Erdoğan'ın Ayasofya ve Libya üzerine görüşlerini aktaran metni, son cümlesinden sonra devam ettirin.

Kaynak metin:
>>>

Cumhurbaşkanı Recep Tayyip Erdoğan, Kriter dergisine gündemi değerlendirdi.
"Ayasofya bizim iç meselemizdir"
Ayasofya'nın yeniden cami olarak ibadete açılmasıyla ilgili "Dava sürecinde içerden ve yurtdışından çıkan çatlak seslerin ise hiçbir kıymeti harbiyesi yoktur" diyen Erdoğan şöyle konuştu:
"Burası, Fatih Sultan Mehmet Han’ın İstanbul’u fethettiğinde ilk cuma namazını kıldığı ve fethin sembolü olarak camiye dönüştürdüğü bir mekândır. Bu yüzden toplum hafızamızdaki yeri vazgeçilmezdir. 1934’te Ayasofya’nın müzeye dönüştürülmesi, milletimizin içini acıtan bir karardı. Ayasofya’nın tekrar asli hüviyetine kavuşturulması gerekiyordu. Danıştay, yapılan başvuru sonucu nihai kararı verdi. Danıştay’ın kararını hukuk devleti adına, maşeri vicdanı rahatlatma adına müspet bir adım olarak görüyoruz. Dava sürecinde içerden ve yurtdışından çıkan çatlak seslerin ise hiçbir kıymeti harbiyesi yoktur. Ayasofya’nın statüsüyle ilgili nihai karar mercii başkaları değil Türk Milleti’dir. Bu, bizim iç meselemizdir. Diğer ülkelere de ancak alınan karara saygı göstermek düşer."
"Toplu mezarların hesabı, darbecilerden muhakkak sorulmalıdır"
Libya'daki siyasi krizi de değerlendiren Erdoğan, darbeci Hafter ve destekçilerinin işgal planının tutmadığnı söyledi.
Türkiye ile Libya arasındaki mutabakatı hatırlatan Erdoğan şöyle devam etti:
"Bu iki muhtıra ile ülkemiz, Doğu Akdeniz’deki hak ve menfaatlerini garantiye almış, aynı zamanda da Libyalı kardeşlerine sahip çıkmıştır. Ayrıca Libya’ya sağlıktan ulaşım altyapısında kadar her alanda destek oluyoruz.
Libya’nın bir an önce istikrara kavuşması sadece Libya halkının değil, tüm bölgenin çıkarınadır. Bu ülkenin siyasi ve ekonomik açıdan güçlenmesi hem Kuzey Afrika’yı hem de Avrupa’yı rahatlatacaktır. Uluslararası toplum meşru hükümeti destekleyerek artık tercihini yapmalı, savaş suçu işleyen darbecileri durdurmalıdır. Libya’yı kan gölüne çeviren lejyonerler bir önce bu ülkeden çıkarılmalıdır. Terhune ve daha birçok şehirde ortaya çıkan toplu mezarların hesabı, darbecilerden muhakkak sorulmalıdır."

<<<

Konum etiketleme kayıtları:

>>>

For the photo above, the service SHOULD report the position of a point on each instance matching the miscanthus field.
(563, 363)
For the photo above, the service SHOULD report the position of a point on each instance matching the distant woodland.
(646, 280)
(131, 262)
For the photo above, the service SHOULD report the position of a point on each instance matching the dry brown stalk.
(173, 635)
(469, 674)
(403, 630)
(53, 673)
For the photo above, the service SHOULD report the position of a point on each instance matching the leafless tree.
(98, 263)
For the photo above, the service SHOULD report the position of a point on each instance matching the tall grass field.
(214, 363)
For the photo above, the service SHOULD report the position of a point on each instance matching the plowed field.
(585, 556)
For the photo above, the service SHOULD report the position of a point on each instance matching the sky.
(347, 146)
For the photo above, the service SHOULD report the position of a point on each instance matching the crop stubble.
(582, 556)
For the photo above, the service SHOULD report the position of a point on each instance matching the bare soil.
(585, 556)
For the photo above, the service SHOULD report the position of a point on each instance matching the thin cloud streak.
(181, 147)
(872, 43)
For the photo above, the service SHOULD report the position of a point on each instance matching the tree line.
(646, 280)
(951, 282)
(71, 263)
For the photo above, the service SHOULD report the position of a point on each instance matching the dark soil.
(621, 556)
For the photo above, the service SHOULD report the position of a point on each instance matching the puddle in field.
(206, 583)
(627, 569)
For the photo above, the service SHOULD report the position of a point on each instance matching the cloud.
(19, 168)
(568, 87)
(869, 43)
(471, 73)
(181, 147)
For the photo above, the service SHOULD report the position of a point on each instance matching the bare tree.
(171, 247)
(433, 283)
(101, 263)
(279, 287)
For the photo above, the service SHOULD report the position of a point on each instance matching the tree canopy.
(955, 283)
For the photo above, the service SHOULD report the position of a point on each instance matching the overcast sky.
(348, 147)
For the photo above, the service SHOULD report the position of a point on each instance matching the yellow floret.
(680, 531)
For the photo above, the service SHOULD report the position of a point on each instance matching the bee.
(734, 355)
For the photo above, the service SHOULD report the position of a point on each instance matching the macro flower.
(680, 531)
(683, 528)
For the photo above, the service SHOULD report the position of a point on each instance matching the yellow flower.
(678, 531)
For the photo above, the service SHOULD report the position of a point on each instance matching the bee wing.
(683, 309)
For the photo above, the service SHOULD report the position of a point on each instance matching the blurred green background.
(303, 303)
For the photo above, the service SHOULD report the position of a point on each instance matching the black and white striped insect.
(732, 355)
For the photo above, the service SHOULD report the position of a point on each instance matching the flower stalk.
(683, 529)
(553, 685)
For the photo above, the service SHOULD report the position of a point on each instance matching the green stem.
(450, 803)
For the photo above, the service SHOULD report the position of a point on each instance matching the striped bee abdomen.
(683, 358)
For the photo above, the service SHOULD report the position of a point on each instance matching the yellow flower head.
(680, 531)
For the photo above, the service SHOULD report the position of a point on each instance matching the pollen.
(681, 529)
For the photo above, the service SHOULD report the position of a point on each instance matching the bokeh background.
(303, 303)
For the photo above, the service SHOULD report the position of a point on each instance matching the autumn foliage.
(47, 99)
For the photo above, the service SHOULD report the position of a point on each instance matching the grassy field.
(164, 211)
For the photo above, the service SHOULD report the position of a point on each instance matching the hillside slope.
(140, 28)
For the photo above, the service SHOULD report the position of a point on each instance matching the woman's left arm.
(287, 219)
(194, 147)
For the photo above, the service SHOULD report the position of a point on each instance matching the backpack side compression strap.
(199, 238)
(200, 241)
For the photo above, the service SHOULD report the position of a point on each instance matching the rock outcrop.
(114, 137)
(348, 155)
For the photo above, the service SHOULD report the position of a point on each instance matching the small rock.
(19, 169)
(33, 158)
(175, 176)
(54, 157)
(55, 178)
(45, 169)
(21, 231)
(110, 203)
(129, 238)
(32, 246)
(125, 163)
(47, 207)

<<<

Nihai sonuç:
"Paylaşımı esas alan her türlü teklife kapımız açıktır"
Türkiye'nin, Libya ile Doğu Akdeniz'de de aktif bir strateji izlediği belirtilerek "Türkiye'nin buradaki gelişmelere bakış açısı nasıl?" şeklindeki bir soruya ise Cumhurbaşkanı Erdoğan, şu yanıtı verdi:
"Aralarında komşularımızın da olduğu bazı ülkeler, Türkiye'yi Doğu Akdeniz'de etkisizleştirmek için hatalı bir sürecin içine girdiler. Kuzey Kıbrıs Türk Cumhuriyeti ve Türkiye'nin Akdeniz'deki haklarını gasbetmek istediler. Defalarca bunun yanlış olduğunu, hukuka uygun olmadığını söyledik. Türkiye'nin hak ve hukukunu koruma noktasında kararlı olduğunu ifade ettik. Hedefleri, Akdeniz'e en uzun kıyıya sahip olan ülkemizi sadece oltayla balık tutacak bir kıyı şeridine mahkum etmekti ama attığımız adımlarla bu planı boşa çıkardık. İki sondaj gemimizi göndererek, ülkemize ait alanlarda sismik araştırmalar yapmaya başladık.
Açık ve net söylüyorum; biz tarih boyunca farklı medeniyetlere beşiklik etmiş Akdeniz'de gerilim istemiyoruz. Bilakis burada var olduğu düşünülen hidrokarbon kaynaklarının, tüm bölge için bir fırsat teşkil ettiğine inanıyoruz. İş birliğini ve adil bir paylaşımı esas alan her türlü teklife kapımız açıktır. Bu prensipler temelinde herkesle çalışmaya hazırız."
"Benzer tehdit FETÖ için de geçerlidir"
15 Temmuz’un tarihin en büyük direniş destanlarından biri olduğunu anlatan Erdoğan, darbe girişimi sonrası FETÖ ile mücadelede önemli ölçüde yol katedildiğini belirtti.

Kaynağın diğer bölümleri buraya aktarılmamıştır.